* _PROMPT A_:
Answer these questions about the diploma page:
(i) Which treaties cover the lands referred to in the opening acknowledgment?
(ii) How many courses make up the diploma program?
(iii) By what other name is Turtle Island called?
* _PROMPT B_: Copy word for word the stretch of the diploma page from "Learn more about" through "and virtual teamwork.".

* _SOURCE_:
====

We are thankful to be welcome on these lands in friendship. The lands we are situated on are covered by the Williams Treaties and are the traditional territory of the Mississaugas, a branch of the greater Anishinaabeg Nation, including Algonquin, Ojibway, Odawa and Pottawatomi. These lands remain home to many Indigenous nations and peoples.

We acknowledge this land out of respect for the Indigenous nations who have cared for Turtle Island, also called North America, from before the arrival of settler peoples until this day. Most importantly, we acknowledge that the history of these lands has been tainted by poor treatment and a lack of friendship with the First Nations who call them home.

This history is something we are all affected by because we are all treaty people in Canada. We all have a shared history to reflect on, and each of us is affected by this history in different ways. Our past defines our present, but if we move forward as friends and allies, then it does not have to define our future.

Learn more about Indigenous Education and Cultural Services

Diploma - Designing Adult Learning for the Digital Age

The Diploma in Designing Adult Learning for the Digital Age is a fully online, six-course program designed for students with a post-secondary diploma or equivalent. Our unique online format uses virtual classrooms to maximize interaction, collaboration and community building.  You may pursue this program on a part-time or full-time basis. This program emphasizes real-world inquiry/problem-based learning to provide you with the best opportunities to develop job-ready skills in training and instruction using digital technology in adult education fields.

As a graduate from our program, you will learn:

  • Digital age skills such as collaboration, leadership, online facilitation, professional and ethical behaviour, time management and virtual teamwork.
  • Critical, creative and problem-based thinking.
  • How to design and facilitate adult learning.
  • Social advocacy in digital media environments.
  • Technical practices and digital epistemologies.
The Diploma in Adult Learning for the Digital Age:

  • Is conducted fully-online, using virtual classrooms to maximize interaction, collaboration and community building. This flexible format allows you to study from anywhere in the world and to pursue your studies part-time.
  • Affords careers in human resources management and training in the industrial, commercial and various other sectors
  • Leverages the potential of digital technology affordances in adult education contexts.
  • Offers adult educators in the corporate and government sectors opportunities for professional development and advancement in adult education and human resource development.

====

* _DATASET EXCERPTS_:
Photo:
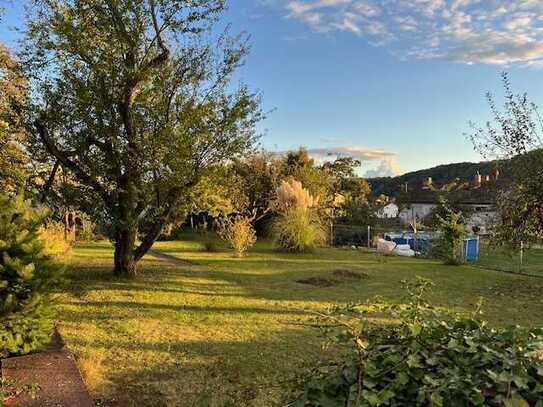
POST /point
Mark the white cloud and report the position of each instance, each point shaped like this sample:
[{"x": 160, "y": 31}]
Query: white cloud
[
  {"x": 381, "y": 163},
  {"x": 466, "y": 31}
]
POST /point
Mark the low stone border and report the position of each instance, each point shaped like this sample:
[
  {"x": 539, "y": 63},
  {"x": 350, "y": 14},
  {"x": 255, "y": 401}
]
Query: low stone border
[{"x": 54, "y": 372}]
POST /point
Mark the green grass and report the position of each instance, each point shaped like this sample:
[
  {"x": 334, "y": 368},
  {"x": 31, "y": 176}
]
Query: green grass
[
  {"x": 230, "y": 331},
  {"x": 504, "y": 260}
]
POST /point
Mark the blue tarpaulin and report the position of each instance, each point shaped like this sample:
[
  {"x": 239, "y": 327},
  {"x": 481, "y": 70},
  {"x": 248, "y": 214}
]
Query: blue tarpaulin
[{"x": 420, "y": 242}]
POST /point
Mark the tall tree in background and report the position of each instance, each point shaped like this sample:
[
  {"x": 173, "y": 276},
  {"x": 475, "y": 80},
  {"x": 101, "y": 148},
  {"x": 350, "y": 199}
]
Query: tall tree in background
[
  {"x": 134, "y": 99},
  {"x": 516, "y": 133},
  {"x": 13, "y": 159}
]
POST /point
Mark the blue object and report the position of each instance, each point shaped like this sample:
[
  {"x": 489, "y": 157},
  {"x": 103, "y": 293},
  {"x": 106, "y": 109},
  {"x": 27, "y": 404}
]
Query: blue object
[
  {"x": 420, "y": 242},
  {"x": 471, "y": 249}
]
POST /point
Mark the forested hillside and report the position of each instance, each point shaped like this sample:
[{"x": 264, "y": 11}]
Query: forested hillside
[{"x": 441, "y": 174}]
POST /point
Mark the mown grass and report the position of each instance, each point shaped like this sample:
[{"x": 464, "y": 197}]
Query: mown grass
[
  {"x": 510, "y": 261},
  {"x": 227, "y": 331}
]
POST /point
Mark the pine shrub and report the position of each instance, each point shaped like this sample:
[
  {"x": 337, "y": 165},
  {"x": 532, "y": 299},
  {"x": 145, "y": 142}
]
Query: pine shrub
[{"x": 27, "y": 276}]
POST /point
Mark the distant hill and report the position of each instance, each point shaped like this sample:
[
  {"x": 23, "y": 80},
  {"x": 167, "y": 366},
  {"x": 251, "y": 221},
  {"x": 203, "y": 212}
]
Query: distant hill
[{"x": 441, "y": 174}]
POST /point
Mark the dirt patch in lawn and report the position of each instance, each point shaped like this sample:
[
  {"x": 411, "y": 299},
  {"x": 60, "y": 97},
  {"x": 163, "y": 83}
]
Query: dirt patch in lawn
[
  {"x": 516, "y": 289},
  {"x": 338, "y": 277},
  {"x": 345, "y": 274},
  {"x": 319, "y": 281}
]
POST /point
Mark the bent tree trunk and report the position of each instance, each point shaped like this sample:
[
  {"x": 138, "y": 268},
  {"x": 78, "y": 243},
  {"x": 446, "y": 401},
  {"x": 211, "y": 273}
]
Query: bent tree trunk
[
  {"x": 127, "y": 253},
  {"x": 125, "y": 256}
]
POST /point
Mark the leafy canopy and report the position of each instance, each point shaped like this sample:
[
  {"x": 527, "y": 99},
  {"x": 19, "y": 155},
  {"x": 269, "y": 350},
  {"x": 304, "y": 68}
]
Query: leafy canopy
[{"x": 134, "y": 99}]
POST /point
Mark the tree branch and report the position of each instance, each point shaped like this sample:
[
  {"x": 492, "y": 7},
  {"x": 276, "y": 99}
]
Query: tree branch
[{"x": 64, "y": 158}]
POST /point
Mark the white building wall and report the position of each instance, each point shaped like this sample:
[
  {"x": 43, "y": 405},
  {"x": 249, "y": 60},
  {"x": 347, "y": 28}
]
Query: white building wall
[
  {"x": 416, "y": 211},
  {"x": 388, "y": 211}
]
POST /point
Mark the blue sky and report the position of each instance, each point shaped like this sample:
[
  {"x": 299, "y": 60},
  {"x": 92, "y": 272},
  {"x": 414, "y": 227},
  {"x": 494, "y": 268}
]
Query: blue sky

====

* _FINISHED ANSWER A_:
(i) The Williams Treaties.
(ii) Six.
(iii) North America.

* _FINISHED ANSWER B_:
Learn more about Indigenous Education and Cultural Services

Diploma - Designing Adult Learning for the Digital Age

The Diploma in Designing Adult Learning for the Digital Age is a fully online, six-course program designed for students with a post-secondary diploma or equivalent. Our unique online format uses virtual classrooms to maximize interaction, collaboration and community building.  You may pursue this program on a part-time or full-time basis. This program emphasizes real-world inquiry/problem-based learning to provide you with the best opportunities to develop job-ready skills in training and instruction using digital technology in adult education fields.

As a graduate from our program, you will learn:

  • Digital age skills such as collaboration, leadership, online facilitation, professional and ethical behaviour, time management and virtual teamwork.